• [SHORT TASK]
Copy the lines word for word, from the very first one down through the line that contains "point(470, 380)", including both the first line and that line.

========================

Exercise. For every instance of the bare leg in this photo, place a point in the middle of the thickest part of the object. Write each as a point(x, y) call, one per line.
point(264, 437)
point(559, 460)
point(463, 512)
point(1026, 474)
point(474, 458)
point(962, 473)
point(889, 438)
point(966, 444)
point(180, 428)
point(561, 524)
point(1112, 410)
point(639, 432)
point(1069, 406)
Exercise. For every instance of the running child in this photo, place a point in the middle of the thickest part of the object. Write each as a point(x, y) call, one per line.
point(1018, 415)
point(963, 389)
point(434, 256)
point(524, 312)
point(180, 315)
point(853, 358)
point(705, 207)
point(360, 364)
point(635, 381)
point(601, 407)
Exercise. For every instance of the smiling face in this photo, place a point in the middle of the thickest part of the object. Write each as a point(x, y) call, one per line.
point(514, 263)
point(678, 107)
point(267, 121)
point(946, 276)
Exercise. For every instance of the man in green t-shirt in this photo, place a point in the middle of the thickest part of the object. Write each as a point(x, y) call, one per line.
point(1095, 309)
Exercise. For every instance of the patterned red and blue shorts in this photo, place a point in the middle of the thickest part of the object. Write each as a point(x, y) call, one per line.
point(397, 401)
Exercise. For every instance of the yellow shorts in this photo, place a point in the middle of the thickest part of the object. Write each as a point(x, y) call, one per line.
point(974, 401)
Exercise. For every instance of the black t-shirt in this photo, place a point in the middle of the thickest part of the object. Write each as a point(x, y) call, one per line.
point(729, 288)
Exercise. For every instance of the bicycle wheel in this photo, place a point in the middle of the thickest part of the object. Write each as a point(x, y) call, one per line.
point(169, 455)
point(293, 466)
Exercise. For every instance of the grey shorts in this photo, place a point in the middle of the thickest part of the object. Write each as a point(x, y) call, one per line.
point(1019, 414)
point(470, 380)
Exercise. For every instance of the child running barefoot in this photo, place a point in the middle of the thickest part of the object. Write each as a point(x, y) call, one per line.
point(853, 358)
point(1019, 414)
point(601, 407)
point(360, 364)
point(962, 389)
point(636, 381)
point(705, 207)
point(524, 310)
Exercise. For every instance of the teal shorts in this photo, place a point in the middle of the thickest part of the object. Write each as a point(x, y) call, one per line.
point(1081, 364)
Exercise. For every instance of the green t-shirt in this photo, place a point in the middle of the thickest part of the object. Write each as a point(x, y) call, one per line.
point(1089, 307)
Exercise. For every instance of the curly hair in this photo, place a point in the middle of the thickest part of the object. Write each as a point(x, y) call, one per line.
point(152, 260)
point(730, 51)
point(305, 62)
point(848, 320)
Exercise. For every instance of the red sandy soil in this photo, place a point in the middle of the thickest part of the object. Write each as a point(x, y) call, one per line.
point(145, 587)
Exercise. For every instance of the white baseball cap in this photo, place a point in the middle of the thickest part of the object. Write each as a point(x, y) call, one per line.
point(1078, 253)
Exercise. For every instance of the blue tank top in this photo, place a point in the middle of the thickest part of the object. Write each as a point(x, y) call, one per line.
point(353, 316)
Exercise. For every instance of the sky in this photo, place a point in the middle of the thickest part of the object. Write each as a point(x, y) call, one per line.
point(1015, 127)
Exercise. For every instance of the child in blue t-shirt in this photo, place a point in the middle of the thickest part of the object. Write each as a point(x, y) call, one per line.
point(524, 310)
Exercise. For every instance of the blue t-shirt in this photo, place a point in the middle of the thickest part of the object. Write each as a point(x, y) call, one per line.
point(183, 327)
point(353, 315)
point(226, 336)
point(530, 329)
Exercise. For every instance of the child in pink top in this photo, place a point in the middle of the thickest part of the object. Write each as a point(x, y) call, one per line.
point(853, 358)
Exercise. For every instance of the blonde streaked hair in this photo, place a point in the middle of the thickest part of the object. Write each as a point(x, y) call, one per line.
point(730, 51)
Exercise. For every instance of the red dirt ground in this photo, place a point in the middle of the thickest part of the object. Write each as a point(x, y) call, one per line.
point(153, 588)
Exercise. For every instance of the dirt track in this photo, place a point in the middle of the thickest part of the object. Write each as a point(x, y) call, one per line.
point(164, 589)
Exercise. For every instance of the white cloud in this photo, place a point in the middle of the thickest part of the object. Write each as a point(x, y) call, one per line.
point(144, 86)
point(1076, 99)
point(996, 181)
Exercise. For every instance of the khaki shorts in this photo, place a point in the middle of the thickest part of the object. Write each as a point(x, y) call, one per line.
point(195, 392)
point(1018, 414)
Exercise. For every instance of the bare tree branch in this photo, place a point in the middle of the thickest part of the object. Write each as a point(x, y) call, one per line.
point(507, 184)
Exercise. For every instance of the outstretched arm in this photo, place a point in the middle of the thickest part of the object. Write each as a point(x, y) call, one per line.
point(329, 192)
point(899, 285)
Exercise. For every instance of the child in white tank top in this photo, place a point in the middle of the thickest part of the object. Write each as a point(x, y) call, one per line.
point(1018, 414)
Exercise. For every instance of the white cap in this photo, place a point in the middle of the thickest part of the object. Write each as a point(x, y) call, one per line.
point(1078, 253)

========================

• [RESPONSE TO THIS EXERCISE]
Exercise. For every instance of the bare leg in this photo, place a point in the middle of the thickest part of the object. Write each as a point(x, y) call, one per line.
point(264, 437)
point(559, 460)
point(463, 512)
point(1026, 474)
point(474, 458)
point(962, 473)
point(889, 438)
point(966, 444)
point(180, 428)
point(561, 524)
point(1112, 410)
point(639, 432)
point(1069, 406)
Exercise. For every instance of the running child in this photo, place a point in the middle of the thickest part of the object. Write each as a point(x, y) call, one per line.
point(1018, 415)
point(963, 389)
point(434, 256)
point(524, 312)
point(180, 315)
point(853, 358)
point(705, 207)
point(360, 364)
point(635, 381)
point(601, 407)
Exercise. For every instance of the smiling face in this photo, place a point in the middle of the thickest part of the object. Write each as a point(x, y) call, one per line.
point(514, 263)
point(678, 107)
point(267, 121)
point(946, 276)
Exercise. For every instance of the man in green t-shirt in this photo, place a point in the middle of the thickest part of the object. Write each as a point(x, y) call, one per line.
point(1095, 309)
Exercise. For every instance of the patterned red and blue shorts in this photo, place a point in the middle of the thickest part of the object. Write each as a point(x, y) call, one per line.
point(397, 401)
Exercise. For every instance of the yellow shorts in this photo, place a point in the middle of the thickest part of the object. Write each as a point(x, y) call, one per line.
point(974, 401)
Exercise. For every instance of the black t-shirt in this photo, place a point in the middle of the thickest part of the object. Write each as a point(x, y) call, one per line.
point(729, 288)
Exercise. For every instance of the bicycle wheel in this photo, place a point in the middle of the thickest part of the object. Write each as a point(x, y) call, one per line.
point(169, 455)
point(293, 466)
Exercise. For every instance of the grey shorts in this photo, place a point in the middle of the thickest part of the object. Write each as a point(x, y) call, one per line.
point(1019, 414)
point(470, 380)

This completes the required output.